** PROVIDED DATA **
────────────────────────────────────────
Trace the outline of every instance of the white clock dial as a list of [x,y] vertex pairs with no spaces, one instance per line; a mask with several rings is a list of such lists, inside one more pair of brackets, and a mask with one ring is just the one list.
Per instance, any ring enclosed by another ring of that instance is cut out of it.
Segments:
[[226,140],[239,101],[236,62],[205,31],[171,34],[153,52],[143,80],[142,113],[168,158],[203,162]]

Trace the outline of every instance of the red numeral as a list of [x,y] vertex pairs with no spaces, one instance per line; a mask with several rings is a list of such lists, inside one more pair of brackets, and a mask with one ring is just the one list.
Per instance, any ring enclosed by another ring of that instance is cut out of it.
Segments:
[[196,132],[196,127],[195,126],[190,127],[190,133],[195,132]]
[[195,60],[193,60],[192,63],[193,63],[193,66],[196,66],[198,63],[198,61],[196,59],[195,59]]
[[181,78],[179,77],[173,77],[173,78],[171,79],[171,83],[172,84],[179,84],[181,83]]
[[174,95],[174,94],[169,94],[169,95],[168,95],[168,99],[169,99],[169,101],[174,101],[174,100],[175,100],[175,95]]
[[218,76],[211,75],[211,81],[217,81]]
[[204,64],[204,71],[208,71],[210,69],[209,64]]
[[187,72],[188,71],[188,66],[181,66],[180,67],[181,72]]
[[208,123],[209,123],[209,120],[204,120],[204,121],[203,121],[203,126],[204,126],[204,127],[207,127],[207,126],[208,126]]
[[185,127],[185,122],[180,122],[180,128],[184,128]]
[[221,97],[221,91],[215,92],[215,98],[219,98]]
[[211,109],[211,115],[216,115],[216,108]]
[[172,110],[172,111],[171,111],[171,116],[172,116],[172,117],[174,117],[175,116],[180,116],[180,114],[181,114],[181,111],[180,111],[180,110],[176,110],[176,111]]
────────────────────────────────────────
** WHAT IS EXPECTED **
Write out again everything from the line containing "Trace the outline of every instance of the red" down to the last line, keeping all text the same. Shift every x and y coordinate in the answers by -85.

** RESULT OF THE EXERCISE **
Trace the outline of every instance of the red numeral as a list of [x,y] vertex pairs with no spaces, one instance per line; a mask with several rings is a list of such lists, inside one more pair of brackets, and a mask with one ring is just the one list.
Per instance, any ring enclosed by another ring of that instance is cut out of it.
Segments:
[[111,47],[111,42],[110,41],[105,42],[105,48],[110,47]]
[[110,-25],[108,-25],[107,-22],[108,-22],[108,-19],[111,-19],[113,-22],[113,-24],[111,-26],[110,-26]]
[[96,-7],[94,-8],[88,-8],[88,-7],[86,-6],[86,-2],[87,-1],[94,-1],[96,-2]]
[[89,10],[89,9],[84,9],[84,10],[83,10],[83,14],[84,14],[84,16],[89,16],[89,15],[90,15],[90,10]]
[[133,-9],[126,-10],[126,-4],[132,-4]]
[[119,-21],[119,-14],[123,-14],[125,-16],[124,-21]]
[[102,-13],[103,-14],[103,-19],[96,-19],[95,-18],[96,-13]]
[[123,38],[124,38],[124,35],[119,35],[119,36],[118,36],[118,41],[119,41],[119,42],[122,42],[122,41],[123,41]]
[[100,42],[100,37],[95,37],[95,43],[99,43]]
[[136,12],[136,6],[130,7],[130,13],[134,13]]
[[126,24],[126,30],[131,30],[131,23]]
[[87,25],[87,26],[86,26],[86,31],[87,31],[87,32],[89,32],[90,31],[95,31],[95,29],[96,29],[96,26],[95,26],[95,25],[91,25],[91,26]]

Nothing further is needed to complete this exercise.